* **Consignes**
1. Pouvez-vous recopier fidèlement tout ce qui va de « Informatique quantique : la » jusqu'à « de dépenses annuelles. » dans l'article sur le plan quantique ?
2. L'article sur le plan quantique confirme-t-il chacune des affirmations suivantes ? Répondez par oui ou par non, en citant chaque fois les mots décisifs de l'article.
(a) Le plan s'étend sur cinq ans.
(b) Plus de 800 millions d'euros sont consacrés aux systèmes quantiques.
(c) Le plan a été annoncé par le Premier ministre.
3. Pouvez-vous donner la suite de l'article sur le plan quantique, en repartant après sa dernière phrase ?

* **Texte fourni**

Informatique quantique : la France met 1,8 milliard d’euros sur la table pour un plan de cinq ans,
Avec près de 800 millions d’euros consacrés aux seuls systèmes quantiques
Les initiatives se multiplient et les investissements consacrés par les pays aux technologies quantiques sont de plus en plus croissants pour s’assurer une avance dans le secteur. Une preuve de cet engouement et de l'avenir de l'informatique quantique, la dernière annonce faite par le président français Emmanuel Macron d'un plan quantique. Pour mener leurs travaux dans ce domaine d'avenir, les centres de recherches, les startups et les groupes industriels français disposeront d'une enveloppe de 1,8 milliard d'euros sur cinq ans. Un montant qui fait monter l’Hexagone dans les échelons d’investissement dans cette technologie en termes de dépenses annuelles.

* **Lignes de données**

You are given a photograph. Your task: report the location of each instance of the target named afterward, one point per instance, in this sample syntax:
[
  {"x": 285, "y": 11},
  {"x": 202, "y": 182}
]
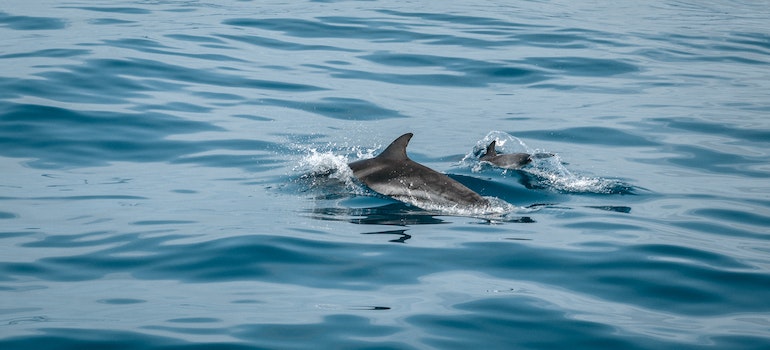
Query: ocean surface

* **Corrigé de l'exercice**
1.
Informatique quantique : la France met 1,8 milliard d’euros sur la table pour un plan de cinq ans,
Avec près de 800 millions d’euros consacrés aux seuls systèmes quantiques
Les initiatives se multiplient et les investissements consacrés par les pays aux technologies quantiques sont de plus en plus croissants pour s’assurer une avance dans le secteur. Une preuve de cet engouement et de l'avenir de l'informatique quantique, la dernière annonce faite par le président français Emmanuel Macron d'un plan quantique. Pour mener leurs travaux dans ce domaine d'avenir, les centres de recherches, les startups et les groupes industriels français disposeront d'une enveloppe de 1,8 milliard d'euros sur cinq ans. Un montant qui fait monter l’Hexagone dans les échelons d’investissement dans cette technologie en termes de dépenses annuelles.

2.
(a) Oui : « une enveloppe de 1,8 milliard d'euros sur cinq ans »
(b) Non : « près de 800 millions d’euros consacrés aux seuls systèmes quantiques »
(c) Non : « le président français Emmanuel Macron »

3.
L'informatique quantique est le sous-domaine de l'informatique qui traite des calculateurs quantiques utilisant des phénomènes de la mécanique quantique, par opposition à ceux de l'électricité exclusivement, pour l'informatique dite classique. Les phénomènes quantiques utilisés sont l'intrication quantique et la superposition. Les opérations ne sont plus basées sur la manipulation de bits dans un état 1 ou 0, mais de qubits en même temps dans un état de 1 et 0.
A tour de démonstrations et de simulations, ce qui s'annonce comme un pan de l'Histoire de l'informatique est sorti de l'ombre. Jusqu'à présent le match de la suprématie quantique se jouait entre Google et IBM. Désormais, il faudra aussi compter, comme dans bien des domaines, avec la Chine. Les autres pays ne veulent pas non plus se laisser distancer dans cette technologie qui constitue un enjeu de souveraineté.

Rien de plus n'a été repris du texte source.